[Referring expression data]
**********

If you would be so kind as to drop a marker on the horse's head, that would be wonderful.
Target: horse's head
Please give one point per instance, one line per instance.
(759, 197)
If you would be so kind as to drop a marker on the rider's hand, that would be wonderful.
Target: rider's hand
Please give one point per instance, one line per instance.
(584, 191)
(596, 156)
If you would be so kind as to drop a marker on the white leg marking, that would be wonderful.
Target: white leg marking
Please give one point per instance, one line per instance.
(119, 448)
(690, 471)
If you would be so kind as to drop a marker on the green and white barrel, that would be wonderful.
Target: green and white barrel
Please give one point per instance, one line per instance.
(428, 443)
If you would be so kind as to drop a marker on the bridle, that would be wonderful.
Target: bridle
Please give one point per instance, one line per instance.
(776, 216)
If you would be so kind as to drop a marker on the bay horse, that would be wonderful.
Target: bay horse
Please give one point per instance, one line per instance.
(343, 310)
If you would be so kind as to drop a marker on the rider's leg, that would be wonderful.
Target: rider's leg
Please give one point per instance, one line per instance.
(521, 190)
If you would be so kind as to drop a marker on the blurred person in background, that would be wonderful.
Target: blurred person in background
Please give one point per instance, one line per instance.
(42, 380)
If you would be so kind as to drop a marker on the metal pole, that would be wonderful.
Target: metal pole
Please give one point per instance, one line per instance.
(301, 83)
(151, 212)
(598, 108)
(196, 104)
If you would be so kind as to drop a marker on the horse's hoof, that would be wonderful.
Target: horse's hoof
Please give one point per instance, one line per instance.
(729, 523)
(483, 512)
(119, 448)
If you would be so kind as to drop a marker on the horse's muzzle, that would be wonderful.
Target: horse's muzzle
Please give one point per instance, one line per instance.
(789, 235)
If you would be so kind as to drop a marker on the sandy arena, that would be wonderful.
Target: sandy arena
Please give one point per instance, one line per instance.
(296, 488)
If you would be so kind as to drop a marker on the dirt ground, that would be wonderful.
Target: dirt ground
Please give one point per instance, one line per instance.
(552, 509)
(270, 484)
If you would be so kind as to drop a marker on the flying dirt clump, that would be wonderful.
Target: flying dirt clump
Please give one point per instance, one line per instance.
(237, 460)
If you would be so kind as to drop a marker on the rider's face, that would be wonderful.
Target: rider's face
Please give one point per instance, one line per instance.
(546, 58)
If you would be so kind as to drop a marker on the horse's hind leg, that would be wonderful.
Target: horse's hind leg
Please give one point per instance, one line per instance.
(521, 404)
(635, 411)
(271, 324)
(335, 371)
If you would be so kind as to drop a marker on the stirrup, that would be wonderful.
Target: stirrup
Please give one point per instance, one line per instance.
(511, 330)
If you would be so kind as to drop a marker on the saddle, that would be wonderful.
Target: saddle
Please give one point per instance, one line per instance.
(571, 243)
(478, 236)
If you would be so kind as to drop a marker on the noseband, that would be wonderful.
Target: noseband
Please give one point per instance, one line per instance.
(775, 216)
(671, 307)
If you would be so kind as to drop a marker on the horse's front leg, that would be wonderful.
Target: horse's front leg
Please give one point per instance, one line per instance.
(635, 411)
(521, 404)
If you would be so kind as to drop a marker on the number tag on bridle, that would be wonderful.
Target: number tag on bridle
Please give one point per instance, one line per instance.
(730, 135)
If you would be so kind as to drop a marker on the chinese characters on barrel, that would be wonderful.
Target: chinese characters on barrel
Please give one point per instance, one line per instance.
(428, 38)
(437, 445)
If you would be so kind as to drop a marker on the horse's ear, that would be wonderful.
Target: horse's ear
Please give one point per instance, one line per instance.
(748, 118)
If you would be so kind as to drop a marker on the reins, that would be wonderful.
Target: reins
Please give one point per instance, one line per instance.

**********

• **ASSIGNMENT**: Using the records above, copy word for word the line with "muzzle, that would be wonderful.", the line with "Target: stirrup", and every line between them.

• **EXERCISE ANSWER**:
If you would be so kind as to drop a marker on the horse's muzzle, that would be wonderful.
Target: horse's muzzle
Please give one point per instance, one line per instance.
(789, 235)
If you would be so kind as to drop a marker on the sandy arena, that would be wonderful.
Target: sandy arena
Please give one point per instance, one line per instance.
(296, 488)
If you would be so kind as to drop a marker on the dirt ground, that would be wonderful.
Target: dirt ground
Please give one point per instance, one line per instance.
(552, 509)
(270, 484)
If you would be so kind as to drop a marker on the flying dirt clump, that would be wonderful.
Target: flying dirt clump
Please give one point per instance, one line per instance.
(237, 460)
If you would be so kind as to drop a marker on the rider's face, that would be wonderful.
Target: rider's face
Please give one point per instance, one line per instance.
(546, 58)
If you would be so kind as to drop a marker on the horse's hind leg, that would be wonderful.
Target: horse's hind leg
Please give one point per instance, one line per instance.
(521, 404)
(635, 411)
(271, 324)
(335, 371)
If you would be so kind as to drop a marker on the stirrup, that would be wonderful.
Target: stirrup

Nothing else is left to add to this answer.